• _EXERCISE PROMPT_
What the task needs is the data below, written out verbatim.

::: DATA FOR THIS EXERCISE

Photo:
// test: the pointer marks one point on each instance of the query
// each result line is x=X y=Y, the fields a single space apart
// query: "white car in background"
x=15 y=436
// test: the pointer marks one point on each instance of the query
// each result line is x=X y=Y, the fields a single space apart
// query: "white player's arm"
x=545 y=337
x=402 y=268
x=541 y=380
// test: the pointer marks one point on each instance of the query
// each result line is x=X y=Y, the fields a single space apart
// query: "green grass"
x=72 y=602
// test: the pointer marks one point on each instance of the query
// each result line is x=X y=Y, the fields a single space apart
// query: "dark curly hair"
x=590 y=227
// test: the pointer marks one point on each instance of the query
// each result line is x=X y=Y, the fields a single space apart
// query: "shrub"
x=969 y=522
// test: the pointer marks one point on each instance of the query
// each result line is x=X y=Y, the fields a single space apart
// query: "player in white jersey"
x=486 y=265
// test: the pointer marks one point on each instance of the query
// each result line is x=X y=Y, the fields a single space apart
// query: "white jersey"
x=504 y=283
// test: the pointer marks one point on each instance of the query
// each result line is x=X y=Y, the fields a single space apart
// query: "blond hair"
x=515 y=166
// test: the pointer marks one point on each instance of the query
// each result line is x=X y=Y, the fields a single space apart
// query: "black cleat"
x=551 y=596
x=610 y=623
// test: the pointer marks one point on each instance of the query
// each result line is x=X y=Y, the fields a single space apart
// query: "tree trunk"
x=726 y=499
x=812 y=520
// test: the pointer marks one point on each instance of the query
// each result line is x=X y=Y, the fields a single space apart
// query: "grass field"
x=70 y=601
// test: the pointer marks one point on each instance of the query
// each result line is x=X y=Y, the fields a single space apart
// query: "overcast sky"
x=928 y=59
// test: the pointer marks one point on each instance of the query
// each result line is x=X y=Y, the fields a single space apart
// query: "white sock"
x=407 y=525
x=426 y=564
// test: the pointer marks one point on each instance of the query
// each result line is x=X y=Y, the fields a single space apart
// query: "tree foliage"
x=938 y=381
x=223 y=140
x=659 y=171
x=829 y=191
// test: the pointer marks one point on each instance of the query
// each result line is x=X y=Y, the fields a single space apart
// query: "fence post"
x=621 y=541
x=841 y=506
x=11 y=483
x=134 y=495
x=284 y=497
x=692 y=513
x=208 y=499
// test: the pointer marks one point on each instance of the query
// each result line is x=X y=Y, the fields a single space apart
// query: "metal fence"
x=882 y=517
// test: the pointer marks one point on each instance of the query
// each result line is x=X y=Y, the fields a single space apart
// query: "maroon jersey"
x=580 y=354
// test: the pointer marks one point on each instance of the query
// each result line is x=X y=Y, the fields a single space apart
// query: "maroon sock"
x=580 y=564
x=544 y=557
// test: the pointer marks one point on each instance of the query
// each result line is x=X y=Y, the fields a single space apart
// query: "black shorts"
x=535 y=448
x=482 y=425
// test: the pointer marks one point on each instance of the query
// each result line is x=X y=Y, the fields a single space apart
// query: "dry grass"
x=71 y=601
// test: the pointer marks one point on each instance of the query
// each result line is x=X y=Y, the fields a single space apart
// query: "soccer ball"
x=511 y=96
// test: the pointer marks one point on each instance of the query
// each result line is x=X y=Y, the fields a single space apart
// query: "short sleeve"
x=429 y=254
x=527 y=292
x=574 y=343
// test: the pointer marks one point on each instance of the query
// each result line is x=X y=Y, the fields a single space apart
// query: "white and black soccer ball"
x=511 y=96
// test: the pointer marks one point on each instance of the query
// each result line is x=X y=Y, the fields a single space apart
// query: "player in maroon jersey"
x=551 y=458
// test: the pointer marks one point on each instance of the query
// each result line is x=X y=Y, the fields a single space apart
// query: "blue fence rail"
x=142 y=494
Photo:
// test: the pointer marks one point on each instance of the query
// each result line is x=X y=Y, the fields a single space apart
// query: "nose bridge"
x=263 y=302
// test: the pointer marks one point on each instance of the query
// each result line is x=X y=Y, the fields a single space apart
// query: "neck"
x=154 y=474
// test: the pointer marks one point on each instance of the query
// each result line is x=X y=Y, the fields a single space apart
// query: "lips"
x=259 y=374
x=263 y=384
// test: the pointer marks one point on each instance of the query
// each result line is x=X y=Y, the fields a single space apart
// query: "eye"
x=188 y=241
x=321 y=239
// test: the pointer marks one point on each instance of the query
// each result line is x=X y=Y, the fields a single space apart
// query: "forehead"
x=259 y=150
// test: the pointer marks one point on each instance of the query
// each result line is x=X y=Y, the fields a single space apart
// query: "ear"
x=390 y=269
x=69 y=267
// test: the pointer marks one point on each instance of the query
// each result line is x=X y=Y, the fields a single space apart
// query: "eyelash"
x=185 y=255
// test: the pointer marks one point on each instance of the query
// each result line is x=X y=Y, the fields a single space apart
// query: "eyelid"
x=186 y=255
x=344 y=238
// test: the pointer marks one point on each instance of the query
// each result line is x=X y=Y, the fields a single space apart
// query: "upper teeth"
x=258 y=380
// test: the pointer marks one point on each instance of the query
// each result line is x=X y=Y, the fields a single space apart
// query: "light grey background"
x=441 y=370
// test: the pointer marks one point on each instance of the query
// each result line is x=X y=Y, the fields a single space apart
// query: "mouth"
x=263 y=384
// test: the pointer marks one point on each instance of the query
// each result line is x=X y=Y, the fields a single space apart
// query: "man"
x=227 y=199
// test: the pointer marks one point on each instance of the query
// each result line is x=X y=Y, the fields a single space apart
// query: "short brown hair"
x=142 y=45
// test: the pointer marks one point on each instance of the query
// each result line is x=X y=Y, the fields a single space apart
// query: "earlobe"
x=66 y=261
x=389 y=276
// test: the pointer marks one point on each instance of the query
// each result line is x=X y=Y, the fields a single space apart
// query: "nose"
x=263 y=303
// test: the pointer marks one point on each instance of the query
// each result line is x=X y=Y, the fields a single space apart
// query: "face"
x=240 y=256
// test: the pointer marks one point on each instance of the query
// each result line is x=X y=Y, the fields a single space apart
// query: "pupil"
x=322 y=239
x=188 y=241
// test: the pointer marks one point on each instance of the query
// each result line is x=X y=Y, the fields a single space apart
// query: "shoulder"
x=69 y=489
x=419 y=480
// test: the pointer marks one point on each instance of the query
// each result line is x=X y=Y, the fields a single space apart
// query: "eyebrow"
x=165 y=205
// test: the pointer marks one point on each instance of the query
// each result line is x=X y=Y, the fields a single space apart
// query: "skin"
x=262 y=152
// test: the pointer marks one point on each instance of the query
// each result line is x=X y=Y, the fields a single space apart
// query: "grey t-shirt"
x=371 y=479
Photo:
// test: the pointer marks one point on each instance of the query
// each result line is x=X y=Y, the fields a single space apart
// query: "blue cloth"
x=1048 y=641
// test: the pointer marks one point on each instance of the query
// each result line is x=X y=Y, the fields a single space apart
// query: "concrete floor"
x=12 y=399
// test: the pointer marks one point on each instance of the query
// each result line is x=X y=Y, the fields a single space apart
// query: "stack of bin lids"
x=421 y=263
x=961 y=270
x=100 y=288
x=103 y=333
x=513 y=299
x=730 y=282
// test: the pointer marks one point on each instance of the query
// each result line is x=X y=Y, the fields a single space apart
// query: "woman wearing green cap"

::::::

• _SOLUTION_
Photo:
// test: the pointer marks one point on each instance of the query
// each result line is x=X y=Y, the fields a single space apart
// query: "white car in background"
x=15 y=436
// test: the pointer marks one point on each instance of the query
// each result line is x=X y=Y, the fields a single space apart
// query: "white player's arm"
x=545 y=337
x=402 y=268
x=541 y=380
// test: the pointer marks one point on each instance of the query
// each result line is x=X y=Y, the fields a single space apart
// query: "green grass"
x=72 y=602
// test: the pointer marks one point on each instance of the query
// each result line is x=X y=Y, the fields a single space apart
// query: "dark curly hair"
x=590 y=227
// test: the pointer marks one point on each instance of the query
// each result line is x=X y=Y, the fields a single space apart
// query: "shrub"
x=969 y=522
// test: the pointer marks one point on each instance of the query
// each result line is x=X y=Y, the fields a single space apart
// query: "player in white jersey"
x=486 y=265
// test: the pointer marks one point on each instance of the query
// each result line is x=X y=Y, the fields a single space apart
// query: "white jersey"
x=504 y=283
// test: the pointer marks one point on each instance of the query
// each result line is x=X y=Y, the fields a single space apart
// query: "blond hair"
x=515 y=166
// test: the pointer marks one point on each instance of the query
// each result line is x=X y=Y, the fields a single space apart
// query: "black cleat"
x=551 y=596
x=610 y=623
// test: the pointer marks one point on each instance of the query
// each result line is x=X y=Y, the fields a single space apart
// query: "tree trunk"
x=726 y=499
x=812 y=520
// test: the pointer marks one point on each instance of the query
// each result line is x=X y=Y, the fields a single space apart
// query: "grass field"
x=70 y=601
// test: the pointer marks one point on each instance of the query
// each result line is x=X y=Y, the fields a single space apart
// query: "overcast sky"
x=928 y=59
// test: the pointer marks one point on each instance of the query
// each result line is x=X y=Y, the fields a single space apart
// query: "white sock"
x=407 y=525
x=426 y=564
// test: the pointer marks one point on each instance of the query
// each result line is x=X y=Y, the fields a single space apart
// query: "tree foliage"
x=938 y=381
x=223 y=140
x=659 y=171
x=829 y=191
// test: the pointer marks one point on each instance of the query
// each result line is x=X y=Y, the fields a single space apart
// query: "fence post"
x=621 y=541
x=841 y=506
x=11 y=483
x=134 y=495
x=284 y=497
x=692 y=513
x=208 y=499
// test: the pointer marks one point on each instance of the query
// each result line is x=X y=Y, the fields a single space apart
// query: "metal fence"
x=882 y=517
// test: the pointer marks one point on each instance of the query
// each result line is x=X y=Y, the fields a single space apart
// query: "maroon jersey"
x=580 y=354
// test: the pointer marks one point on each instance of the query
// each result line is x=X y=Y, the fields a single space apart
// query: "maroon sock"
x=580 y=564
x=544 y=557
// test: the pointer marks one point on each instance of the query
// each result line is x=X y=Y, the fields a single space apart
// query: "black shorts"
x=535 y=448
x=482 y=425
// test: the pointer marks one point on each instance of the query
// each result line is x=X y=Y, the fields a single space apart
// query: "dry grass"
x=71 y=601
// test: the pointer marks one point on each instance of the query
// each result line is x=X y=Y, the fields a single space apart
// query: "soccer ball"
x=511 y=96
// test: the pointer marks one point on each instance of the query
// each result line is x=X y=Y, the fields a single space apart
// query: "short sleeve"
x=429 y=254
x=527 y=292
x=574 y=343
// test: the pointer marks one point on each instance of the query
// each result line is x=X y=Y, the fields a single space apart
// query: "white and black soccer ball"
x=511 y=96
// test: the pointer marks one point on each instance of the query
// each result line is x=X y=Y, the fields a single space apart
// query: "player in maroon jersey"
x=551 y=458
// test: the pointer marks one point on each instance of the query
// each result line is x=X y=Y, the fields a single space apart
// query: "blue fence rail"
x=142 y=494
Photo:
// test: the pointer marks one point on each instance of the query
// each result line is x=X y=Y, the fields a single space apart
// query: "nose bridge"
x=263 y=302
// test: the pointer marks one point on each instance of the query
// each result line is x=X y=Y, the fields a single space apart
// query: "neck"
x=154 y=474
// test: the pointer marks one point on each instance of the query
// each result line is x=X y=Y, the fields a single space apart
// query: "lips"
x=259 y=374
x=263 y=384
// test: the pointer marks one point on each instance of the query
// each result line is x=X y=Y, the fields a single space apart
// query: "eye"
x=188 y=241
x=321 y=239
// test: the pointer marks one point on each instance of the query
// each result line is x=X y=Y, the fields a single space apart
// query: "forehead"
x=259 y=150
// test: the pointer marks one point on each instance of the query
// each result line is x=X y=Y, the fields a single space apart
// query: "ear"
x=390 y=269
x=69 y=267
// test: the pointer marks one point on each instance of the query
// each result line is x=X y=Y, the fields a single space apart
// query: "eyelash"
x=185 y=255
// test: the pointer marks one point on each instance of the query
// each result line is x=X y=Y, the fields a single space apart
// query: "eyelid"
x=186 y=255
x=344 y=238
// test: the pointer marks one point on each instance of the query
// each result line is x=X y=Y, the fields a single space apart
// query: "upper teeth"
x=258 y=380
// test: the pointer marks one point on each instance of the query
// each result line is x=X y=Y, the fields a single space apart
// query: "light grey background"
x=441 y=370
// test: the pointer marks one point on each instance of the query
// each result line is x=X y=Y, the fields a single space apart
// query: "mouth"
x=263 y=384
// test: the pointer marks one point on each instance of the query
// each result line is x=X y=Y, the fields a single space apart
// query: "man"
x=227 y=199
// test: the pointer marks one point on each instance of the query
// each result line is x=X y=Y, the fields a single space apart
// query: "short brown hair"
x=142 y=45
// test: the pointer marks one point on each instance of the query
// each result line is x=X y=Y, the fields a single space apart
// query: "earlobe"
x=66 y=261
x=389 y=276
// test: the pointer marks one point on each instance of the query
// each result line is x=X y=Y, the fields a single space apart
// query: "nose"
x=263 y=303
// test: the pointer marks one point on each instance of the query
// each result line is x=X y=Y, the fields a single space apart
// query: "face"
x=240 y=256
// test: the pointer marks one point on each instance of the query
// each result line is x=X y=Y, the fields a single space apart
// query: "pupil"
x=322 y=239
x=188 y=241
// test: the pointer marks one point on each instance of the query
// each result line is x=X y=Y, the fields a single space apart
// query: "shoulder"
x=69 y=489
x=419 y=480
// test: the pointer marks one point on each instance of the query
// each result line is x=X y=Y, the fields a single space apart
// query: "eyebrow"
x=165 y=205
// test: the pointer marks one point on each instance of the query
// each result line is x=X y=Y, the fields a single space apart
// query: "skin"
x=262 y=152
// test: the pointer marks one point on each instance of the query
// each result line is x=X y=Y, the fields a single space apart
// query: "grey t-shirt"
x=371 y=479
Photo:
// test: the pointer marks one point on each instance of the query
// each result line is x=X y=Y, the fields a single space apart
// query: "blue cloth"
x=1048 y=641
// test: the pointer marks one point on each instance of the query
// each result line is x=X y=Y, the fields a single space apart
// query: "concrete floor"
x=12 y=399
// test: the pointer marks one point on each instance of the query
// each result line is x=X y=Y, the fields a single space apart
// query: "stack of bin lids"
x=421 y=263
x=961 y=270
x=100 y=288
x=103 y=333
x=513 y=299
x=730 y=282
// test: the pointer marks one point on each instance of the query
// each result line is x=X y=Y, the fields a single space apart
// query: "woman wearing green cap"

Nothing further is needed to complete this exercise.